> _Excerpted passage_:
Computed tomography vertebral segmentation from multi-vendor scanner data

Abstract

Abstract Automatic medical image segmentation is a crucial procedure for computer-assisted surgery. Especially, three-dimensional reconstruction of medical images of the surgical targets can be accurate in fine anatomical structures with optimal image segmentation, thus leading to successful surgical results. However, the performance of the automatic segmentation algorithm highly depends on the consistent properties of medical images. To address this issue, we propose a model for standardizing computed tomography (CT) images. Hence, our CT image-to-image translation network enables diverse CT images (non-standard images) to be translated to images with identical features (standard images) for the more precise performance of U-Net segmentation. Specifically, we combine an image-to-image translation network with a generative adversarial network, consisting of a residual block-based generative network and the discriminative network. Also, we utilize the feature extracting layers of VGG-16 to extract the style of the standard image and the content of the non-standard image. Moreover, for precise diagnosis and surgery, the conservation of anatomical information of the non-standard image is also essential during the synthesis of medical images. Therefore, for performance evaluation, largely three evaluation methods are employed: (i) visualization of the geometrical matching between the non-standard (content) and synthesized images to verify the maintenance of the anatomical structures; (ii) measuring numerical results using image similarity evaluation metrics; and (iii) assessing the performance of U-Net segmentation with our synthesized images. Specifically, we investigate that our model network can transfer the texture from standard CT images to diverse CT images (non-standard) scanned by different scanners and scan protocols. Also, we verify that the synthesized images can retain the global pose and fine structures of the non-standard images. We also compare the predicted segmentation result of the non-standard image and the synthesized image generated from its non-standard image via our proposed network. In addition, the performance of our proposed model is compared with the windowing process, where the window parameter of the standard image is applied to the non-standard image to ensure that our model outperforms the windowing process.

> _Given entries_:
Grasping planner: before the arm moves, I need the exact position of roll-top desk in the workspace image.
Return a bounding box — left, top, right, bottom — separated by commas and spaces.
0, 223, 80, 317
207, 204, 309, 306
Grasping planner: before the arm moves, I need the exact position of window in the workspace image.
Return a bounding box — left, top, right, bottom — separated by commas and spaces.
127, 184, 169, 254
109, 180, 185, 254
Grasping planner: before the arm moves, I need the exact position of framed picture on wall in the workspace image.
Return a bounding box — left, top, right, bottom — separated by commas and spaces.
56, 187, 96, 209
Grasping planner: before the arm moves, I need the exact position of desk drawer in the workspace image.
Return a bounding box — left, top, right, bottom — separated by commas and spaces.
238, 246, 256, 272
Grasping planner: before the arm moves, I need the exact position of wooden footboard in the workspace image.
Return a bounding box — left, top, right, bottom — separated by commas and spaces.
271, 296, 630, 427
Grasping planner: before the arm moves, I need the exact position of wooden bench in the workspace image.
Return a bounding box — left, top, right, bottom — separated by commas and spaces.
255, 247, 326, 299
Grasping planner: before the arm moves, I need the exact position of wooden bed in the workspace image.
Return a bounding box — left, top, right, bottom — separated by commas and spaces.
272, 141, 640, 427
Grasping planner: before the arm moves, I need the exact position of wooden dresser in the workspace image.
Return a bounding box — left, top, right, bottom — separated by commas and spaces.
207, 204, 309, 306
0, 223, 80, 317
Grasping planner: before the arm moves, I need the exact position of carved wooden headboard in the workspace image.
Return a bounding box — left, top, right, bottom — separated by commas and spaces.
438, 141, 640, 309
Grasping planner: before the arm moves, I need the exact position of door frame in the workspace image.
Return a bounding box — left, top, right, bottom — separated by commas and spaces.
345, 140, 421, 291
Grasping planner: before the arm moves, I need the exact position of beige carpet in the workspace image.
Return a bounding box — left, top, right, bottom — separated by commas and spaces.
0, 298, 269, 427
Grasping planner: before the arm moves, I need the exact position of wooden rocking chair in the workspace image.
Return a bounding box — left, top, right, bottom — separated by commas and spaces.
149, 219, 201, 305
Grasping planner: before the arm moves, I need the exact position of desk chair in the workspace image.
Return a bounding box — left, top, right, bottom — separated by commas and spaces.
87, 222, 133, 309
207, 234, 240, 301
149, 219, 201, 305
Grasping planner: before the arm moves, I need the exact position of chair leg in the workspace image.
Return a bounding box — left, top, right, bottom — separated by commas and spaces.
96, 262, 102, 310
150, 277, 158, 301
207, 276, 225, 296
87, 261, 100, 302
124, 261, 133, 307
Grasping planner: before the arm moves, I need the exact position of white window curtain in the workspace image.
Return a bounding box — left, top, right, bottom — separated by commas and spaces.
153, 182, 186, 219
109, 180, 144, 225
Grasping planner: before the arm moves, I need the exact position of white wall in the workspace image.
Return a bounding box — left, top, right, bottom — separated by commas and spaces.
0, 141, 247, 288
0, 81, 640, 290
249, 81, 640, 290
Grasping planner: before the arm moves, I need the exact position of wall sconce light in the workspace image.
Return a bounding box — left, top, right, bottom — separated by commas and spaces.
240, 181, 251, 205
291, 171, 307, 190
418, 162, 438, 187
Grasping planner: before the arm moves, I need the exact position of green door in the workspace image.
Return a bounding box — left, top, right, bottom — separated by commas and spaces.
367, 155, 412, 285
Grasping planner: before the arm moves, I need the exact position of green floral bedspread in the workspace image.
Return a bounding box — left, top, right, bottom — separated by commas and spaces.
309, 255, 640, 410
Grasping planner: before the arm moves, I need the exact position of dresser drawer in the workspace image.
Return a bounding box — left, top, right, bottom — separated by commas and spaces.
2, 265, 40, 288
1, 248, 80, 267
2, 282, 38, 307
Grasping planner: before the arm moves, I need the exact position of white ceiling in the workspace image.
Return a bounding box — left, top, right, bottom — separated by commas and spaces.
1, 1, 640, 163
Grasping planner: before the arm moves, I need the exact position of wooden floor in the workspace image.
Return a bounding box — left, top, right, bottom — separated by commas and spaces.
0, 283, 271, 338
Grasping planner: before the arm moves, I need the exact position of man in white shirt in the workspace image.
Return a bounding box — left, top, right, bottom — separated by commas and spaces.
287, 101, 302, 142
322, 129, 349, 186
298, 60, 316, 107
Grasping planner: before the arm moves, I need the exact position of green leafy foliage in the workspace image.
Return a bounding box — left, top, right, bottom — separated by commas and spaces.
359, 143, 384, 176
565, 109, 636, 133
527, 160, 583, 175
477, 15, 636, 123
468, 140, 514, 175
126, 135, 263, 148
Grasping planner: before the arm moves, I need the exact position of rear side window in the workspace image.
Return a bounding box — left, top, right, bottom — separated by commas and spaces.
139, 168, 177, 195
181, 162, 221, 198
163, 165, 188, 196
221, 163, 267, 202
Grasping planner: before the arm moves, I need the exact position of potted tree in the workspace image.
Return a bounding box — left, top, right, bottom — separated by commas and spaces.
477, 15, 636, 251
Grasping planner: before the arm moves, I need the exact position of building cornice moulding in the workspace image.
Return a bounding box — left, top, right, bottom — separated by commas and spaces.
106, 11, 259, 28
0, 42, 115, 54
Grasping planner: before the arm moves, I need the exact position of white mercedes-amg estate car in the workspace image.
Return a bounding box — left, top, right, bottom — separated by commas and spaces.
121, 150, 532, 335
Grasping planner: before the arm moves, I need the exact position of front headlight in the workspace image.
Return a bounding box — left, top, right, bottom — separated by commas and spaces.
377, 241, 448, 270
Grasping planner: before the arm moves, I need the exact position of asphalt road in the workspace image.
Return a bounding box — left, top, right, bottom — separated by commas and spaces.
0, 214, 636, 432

> _What you need to do_:
In the abstract on CT vertebral segmentation, the feature extracting layers of which network are used to extract the style of the standard image and the content of the non-standard image?

> _Output below_:
VGG-16